**PROBLEMS TO WORK ON**
- 1) In the article on visualizing genetic data, on what date did Mark Gerstein give his talk at the Computation Institute?
- 2) Print the passage of the article on visualizing genetic data that opens with the words containing "In his talk" and closes with "depicting the system.".

SELECTED TEXT below:

By Rob Mitchum // November 12, 2012
Sometimes making sense of big data starts with finding the right metaphor. As cheaper genetic sequencing produces a growing waterfall of data, scientists need to organize all that new information into a form that makes the intricate world of genes and biology easier to understand, explain and investigate further. But unlike other big data fields, genetics does not have a visual “playing field” that is easy to visualize, like the night sky for astronomy or the globe for climate. Many attempts to visualize how genes interact with each other end up taking the form of the “hairball,” a dense web of points and lines that does little more than emphasize the intimidating complexity of genetic networks.
In his talk at the Computation Institute on November 9th, Mark Gersteinof Yale presented several metaphorical options for understanding the cell’s genetic network. At various points, he offered comparisons between gene interactions and a road network, a corporate organization chart or a computer operating system, each with their own strengths and weaknesses for making sense of the data. Gerstein grappled with these options as part of the ENCODE project, a large consortium formed to understand the functional elements of the human genome that recently published their first wave of articles. In order to transform understanding of the genome from a string of DNA bases to a living, interacting network of genes, regulatory elements and enzymes, ENCODE needed a new metaphor for depicting the system.

End of SELECTED TEXT.
INFORMATION GIVEN below:

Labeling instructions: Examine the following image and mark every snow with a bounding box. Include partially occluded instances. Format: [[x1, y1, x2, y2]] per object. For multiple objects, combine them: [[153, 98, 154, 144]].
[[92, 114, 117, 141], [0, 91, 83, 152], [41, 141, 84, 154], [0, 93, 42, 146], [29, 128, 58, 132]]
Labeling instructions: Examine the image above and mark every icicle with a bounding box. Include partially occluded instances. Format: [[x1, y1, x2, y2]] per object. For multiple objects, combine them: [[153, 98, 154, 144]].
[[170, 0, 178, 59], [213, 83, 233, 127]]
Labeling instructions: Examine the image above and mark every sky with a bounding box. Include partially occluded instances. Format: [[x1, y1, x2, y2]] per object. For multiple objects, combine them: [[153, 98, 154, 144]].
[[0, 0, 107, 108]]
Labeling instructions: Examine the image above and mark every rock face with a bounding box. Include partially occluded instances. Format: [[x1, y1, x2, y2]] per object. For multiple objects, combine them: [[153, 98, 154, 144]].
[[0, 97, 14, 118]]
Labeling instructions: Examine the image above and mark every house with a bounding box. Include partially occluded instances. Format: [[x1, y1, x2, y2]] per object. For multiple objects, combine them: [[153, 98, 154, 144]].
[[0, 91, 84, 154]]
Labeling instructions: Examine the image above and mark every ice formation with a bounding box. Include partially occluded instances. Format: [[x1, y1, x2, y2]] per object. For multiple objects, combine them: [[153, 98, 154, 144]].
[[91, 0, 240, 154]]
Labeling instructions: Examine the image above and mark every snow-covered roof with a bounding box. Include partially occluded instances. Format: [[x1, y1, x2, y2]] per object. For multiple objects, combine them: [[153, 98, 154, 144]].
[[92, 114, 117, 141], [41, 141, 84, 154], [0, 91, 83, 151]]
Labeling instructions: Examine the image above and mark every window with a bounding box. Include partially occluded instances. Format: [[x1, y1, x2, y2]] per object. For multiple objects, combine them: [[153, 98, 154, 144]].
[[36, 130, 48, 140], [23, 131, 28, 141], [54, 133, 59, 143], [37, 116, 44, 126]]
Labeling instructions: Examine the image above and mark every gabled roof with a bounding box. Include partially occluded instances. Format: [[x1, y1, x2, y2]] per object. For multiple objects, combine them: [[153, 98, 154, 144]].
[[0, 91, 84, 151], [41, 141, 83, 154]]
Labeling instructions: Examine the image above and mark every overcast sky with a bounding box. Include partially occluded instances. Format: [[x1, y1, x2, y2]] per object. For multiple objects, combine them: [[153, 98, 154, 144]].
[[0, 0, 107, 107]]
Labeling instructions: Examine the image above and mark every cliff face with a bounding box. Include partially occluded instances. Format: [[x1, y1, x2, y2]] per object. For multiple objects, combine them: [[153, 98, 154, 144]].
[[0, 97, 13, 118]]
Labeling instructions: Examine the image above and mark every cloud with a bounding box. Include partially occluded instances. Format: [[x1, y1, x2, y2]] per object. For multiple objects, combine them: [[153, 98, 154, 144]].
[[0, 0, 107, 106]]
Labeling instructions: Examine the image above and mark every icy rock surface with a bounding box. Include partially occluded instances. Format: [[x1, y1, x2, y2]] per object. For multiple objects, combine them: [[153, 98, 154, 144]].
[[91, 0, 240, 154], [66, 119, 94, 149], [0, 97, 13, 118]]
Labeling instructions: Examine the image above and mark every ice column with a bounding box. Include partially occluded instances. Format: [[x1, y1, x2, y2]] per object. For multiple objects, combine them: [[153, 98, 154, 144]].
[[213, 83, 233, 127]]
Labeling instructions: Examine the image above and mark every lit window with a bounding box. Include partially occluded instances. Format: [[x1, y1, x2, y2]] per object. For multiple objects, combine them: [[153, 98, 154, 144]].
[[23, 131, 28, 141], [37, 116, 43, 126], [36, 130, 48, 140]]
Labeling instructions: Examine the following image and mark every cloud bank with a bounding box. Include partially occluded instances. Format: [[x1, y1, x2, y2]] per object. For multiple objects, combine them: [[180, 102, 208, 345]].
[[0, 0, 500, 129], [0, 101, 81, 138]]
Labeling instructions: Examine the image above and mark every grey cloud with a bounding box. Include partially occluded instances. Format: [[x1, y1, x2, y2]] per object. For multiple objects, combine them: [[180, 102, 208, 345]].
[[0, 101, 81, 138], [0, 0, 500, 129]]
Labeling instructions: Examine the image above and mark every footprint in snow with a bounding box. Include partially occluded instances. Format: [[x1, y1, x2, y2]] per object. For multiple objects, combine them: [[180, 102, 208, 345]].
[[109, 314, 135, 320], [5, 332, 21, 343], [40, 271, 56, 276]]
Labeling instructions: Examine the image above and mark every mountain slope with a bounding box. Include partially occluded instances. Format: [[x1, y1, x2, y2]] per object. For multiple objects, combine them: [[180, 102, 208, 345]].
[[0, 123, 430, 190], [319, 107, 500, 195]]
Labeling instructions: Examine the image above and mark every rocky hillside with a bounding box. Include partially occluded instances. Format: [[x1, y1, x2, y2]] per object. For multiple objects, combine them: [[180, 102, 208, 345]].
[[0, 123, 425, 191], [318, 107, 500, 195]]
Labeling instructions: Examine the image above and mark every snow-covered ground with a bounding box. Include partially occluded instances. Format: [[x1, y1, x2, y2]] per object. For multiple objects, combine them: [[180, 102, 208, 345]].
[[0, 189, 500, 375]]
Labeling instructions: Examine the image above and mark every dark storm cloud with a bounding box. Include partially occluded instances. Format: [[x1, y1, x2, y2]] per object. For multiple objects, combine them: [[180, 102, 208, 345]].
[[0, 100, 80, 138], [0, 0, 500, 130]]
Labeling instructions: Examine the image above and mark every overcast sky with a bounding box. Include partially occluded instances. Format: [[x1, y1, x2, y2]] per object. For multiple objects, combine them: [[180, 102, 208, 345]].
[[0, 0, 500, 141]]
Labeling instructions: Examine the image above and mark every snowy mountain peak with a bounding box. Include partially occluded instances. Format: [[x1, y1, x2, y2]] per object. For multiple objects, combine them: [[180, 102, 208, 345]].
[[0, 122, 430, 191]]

End of INFORMATION GIVEN.

**SOLUTION SET**
- 1) November 9th

- 2)
In his talk at the Computation Institute on November 9th, Mark Gersteinof Yale presented several metaphorical options for understanding the cell’s genetic network. At various points, he offered comparisons between gene interactions and a road network, a corporate organization chart or a computer operating system, each with their own strengths and weaknesses for making sense of the data. Gerstein grappled with these options as part of the ENCODE project, a large consortium formed to understand the functional elements of the human genome that recently published their first wave of articles. In order to transform understanding of the genome from a string of DNA bases to a living, interacting network of genes, regulatory elements and enzymes, ENCODE needed a new metaphor for depicting the system.